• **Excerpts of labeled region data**
╭──

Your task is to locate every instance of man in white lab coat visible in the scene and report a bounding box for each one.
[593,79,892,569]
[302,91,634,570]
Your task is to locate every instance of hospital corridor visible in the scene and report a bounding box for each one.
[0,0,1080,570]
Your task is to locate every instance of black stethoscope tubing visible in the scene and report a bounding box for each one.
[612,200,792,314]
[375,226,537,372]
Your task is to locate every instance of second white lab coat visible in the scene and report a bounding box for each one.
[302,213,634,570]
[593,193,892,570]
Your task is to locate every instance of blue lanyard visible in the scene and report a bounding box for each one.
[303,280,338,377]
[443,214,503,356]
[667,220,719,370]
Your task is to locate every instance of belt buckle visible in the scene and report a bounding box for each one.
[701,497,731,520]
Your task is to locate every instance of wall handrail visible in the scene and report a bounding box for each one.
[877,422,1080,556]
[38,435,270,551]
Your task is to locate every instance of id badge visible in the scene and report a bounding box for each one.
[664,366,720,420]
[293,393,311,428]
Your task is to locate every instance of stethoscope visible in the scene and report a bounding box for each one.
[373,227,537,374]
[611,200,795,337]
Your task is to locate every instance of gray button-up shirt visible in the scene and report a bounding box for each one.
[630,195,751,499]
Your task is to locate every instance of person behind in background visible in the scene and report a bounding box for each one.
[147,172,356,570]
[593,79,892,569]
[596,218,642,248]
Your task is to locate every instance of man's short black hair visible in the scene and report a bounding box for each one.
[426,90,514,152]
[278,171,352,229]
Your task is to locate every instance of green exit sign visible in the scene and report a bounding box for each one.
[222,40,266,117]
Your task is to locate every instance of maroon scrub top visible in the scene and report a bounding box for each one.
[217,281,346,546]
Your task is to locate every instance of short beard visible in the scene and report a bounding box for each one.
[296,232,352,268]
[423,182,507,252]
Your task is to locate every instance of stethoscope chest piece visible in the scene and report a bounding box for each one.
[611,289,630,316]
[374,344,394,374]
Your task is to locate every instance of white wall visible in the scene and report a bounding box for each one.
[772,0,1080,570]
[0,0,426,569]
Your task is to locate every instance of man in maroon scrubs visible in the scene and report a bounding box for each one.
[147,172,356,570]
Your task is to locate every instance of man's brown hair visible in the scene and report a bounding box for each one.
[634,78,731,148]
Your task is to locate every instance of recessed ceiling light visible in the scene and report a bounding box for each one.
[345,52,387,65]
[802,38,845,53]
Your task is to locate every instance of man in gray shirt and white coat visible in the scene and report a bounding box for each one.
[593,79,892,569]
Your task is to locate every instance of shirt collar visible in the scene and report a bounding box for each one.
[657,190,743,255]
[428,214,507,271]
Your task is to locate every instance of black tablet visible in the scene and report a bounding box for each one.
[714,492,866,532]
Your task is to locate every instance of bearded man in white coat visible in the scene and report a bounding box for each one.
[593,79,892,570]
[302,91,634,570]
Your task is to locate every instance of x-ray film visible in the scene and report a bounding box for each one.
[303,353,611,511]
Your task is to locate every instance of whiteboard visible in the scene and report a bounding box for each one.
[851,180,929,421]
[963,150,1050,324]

╰──
╭──

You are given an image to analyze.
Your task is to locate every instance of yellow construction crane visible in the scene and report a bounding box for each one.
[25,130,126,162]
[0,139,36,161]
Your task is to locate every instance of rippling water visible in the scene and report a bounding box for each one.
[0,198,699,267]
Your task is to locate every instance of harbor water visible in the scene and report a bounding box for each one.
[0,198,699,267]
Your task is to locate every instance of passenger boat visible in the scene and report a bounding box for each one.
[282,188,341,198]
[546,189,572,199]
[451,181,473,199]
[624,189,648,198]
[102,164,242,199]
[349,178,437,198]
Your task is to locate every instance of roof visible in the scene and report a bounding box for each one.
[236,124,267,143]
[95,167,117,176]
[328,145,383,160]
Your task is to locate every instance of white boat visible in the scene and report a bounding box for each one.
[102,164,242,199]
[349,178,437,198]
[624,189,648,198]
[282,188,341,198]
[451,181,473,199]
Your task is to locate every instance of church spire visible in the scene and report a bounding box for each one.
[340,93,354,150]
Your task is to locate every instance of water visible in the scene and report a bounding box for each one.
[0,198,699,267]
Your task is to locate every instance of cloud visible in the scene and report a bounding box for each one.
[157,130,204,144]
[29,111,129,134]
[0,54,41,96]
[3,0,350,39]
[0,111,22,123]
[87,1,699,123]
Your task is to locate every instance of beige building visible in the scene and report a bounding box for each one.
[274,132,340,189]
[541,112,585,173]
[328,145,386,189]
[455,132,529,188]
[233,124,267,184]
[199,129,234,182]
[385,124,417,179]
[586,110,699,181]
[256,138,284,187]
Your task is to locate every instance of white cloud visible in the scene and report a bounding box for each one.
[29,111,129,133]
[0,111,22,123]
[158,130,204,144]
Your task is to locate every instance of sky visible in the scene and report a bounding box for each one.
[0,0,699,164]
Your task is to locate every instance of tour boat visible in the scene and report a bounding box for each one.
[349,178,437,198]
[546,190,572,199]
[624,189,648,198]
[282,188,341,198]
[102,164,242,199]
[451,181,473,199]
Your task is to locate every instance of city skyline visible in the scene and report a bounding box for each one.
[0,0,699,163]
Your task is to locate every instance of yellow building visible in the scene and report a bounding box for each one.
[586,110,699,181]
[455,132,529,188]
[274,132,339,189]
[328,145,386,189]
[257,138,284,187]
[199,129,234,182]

╰──
╭──

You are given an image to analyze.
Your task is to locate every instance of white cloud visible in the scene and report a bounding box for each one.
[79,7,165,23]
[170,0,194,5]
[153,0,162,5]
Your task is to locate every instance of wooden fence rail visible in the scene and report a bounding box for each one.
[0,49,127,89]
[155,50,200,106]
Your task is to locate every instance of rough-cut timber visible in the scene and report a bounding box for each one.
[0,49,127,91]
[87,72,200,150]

╰──

• **Given problem**
Copy out the material above word for word, from the line with "Your task is to locate every instance of church" to the line with "[0,0,699,164]", including both of those lines.

• **Response to the task**
Your task is to locate every instance of church spire visible in the scene and report a bounding box for each one.
[340,93,354,150]
Your task is to locate every instance of water visible in the scene and report a bounding box for each one.
[0,198,699,267]
Your task is to locate every instance of cloud visible in the scene and report a bounding box for each one.
[157,130,204,144]
[29,111,129,134]
[0,54,41,96]
[3,0,350,39]
[0,111,22,123]
[87,1,699,123]
Your task is to locate every instance of beige building visible in the scene and report a bounding box for each one.
[274,132,340,189]
[541,112,585,173]
[328,145,386,189]
[455,132,529,188]
[233,124,267,184]
[199,129,234,182]
[385,124,417,179]
[586,110,699,181]
[256,138,284,187]
Your task is to locate every instance of white cloud visible in the scene and report a bounding box for each one.
[29,111,129,133]
[0,111,22,123]
[158,130,204,144]
Your task is to locate every instance of sky visible in the scene and report a bounding box for each one.
[0,0,699,164]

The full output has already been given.